▶ [Exercise prompt] Reproduce the lines from the one containing "Target = unopened bud" through the end of the items, inclusive, changing "instance" to "object" and leaving all else untouched.

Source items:
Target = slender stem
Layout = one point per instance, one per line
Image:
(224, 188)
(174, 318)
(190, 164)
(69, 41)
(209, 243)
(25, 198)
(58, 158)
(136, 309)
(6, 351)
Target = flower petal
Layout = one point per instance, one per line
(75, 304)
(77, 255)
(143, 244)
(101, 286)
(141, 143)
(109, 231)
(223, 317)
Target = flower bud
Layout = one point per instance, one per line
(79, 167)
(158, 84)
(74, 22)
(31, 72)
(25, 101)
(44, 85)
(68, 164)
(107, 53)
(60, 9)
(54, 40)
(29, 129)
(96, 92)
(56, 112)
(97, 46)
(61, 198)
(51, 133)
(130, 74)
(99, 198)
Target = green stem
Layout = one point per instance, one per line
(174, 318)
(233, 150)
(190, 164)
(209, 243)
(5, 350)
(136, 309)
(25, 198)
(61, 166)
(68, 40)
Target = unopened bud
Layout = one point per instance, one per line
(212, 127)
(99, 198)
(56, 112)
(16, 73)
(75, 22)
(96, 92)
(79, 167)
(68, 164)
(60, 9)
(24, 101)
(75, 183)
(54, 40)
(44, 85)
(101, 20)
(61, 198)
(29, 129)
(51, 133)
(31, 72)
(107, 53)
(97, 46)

▶ [Result of this task]
Target = unopened bud
Layout = one point per object, one per line
(212, 127)
(99, 198)
(56, 112)
(16, 73)
(75, 22)
(96, 92)
(79, 167)
(68, 164)
(60, 9)
(24, 101)
(75, 183)
(54, 40)
(44, 85)
(101, 20)
(61, 198)
(29, 129)
(51, 133)
(31, 72)
(107, 53)
(97, 46)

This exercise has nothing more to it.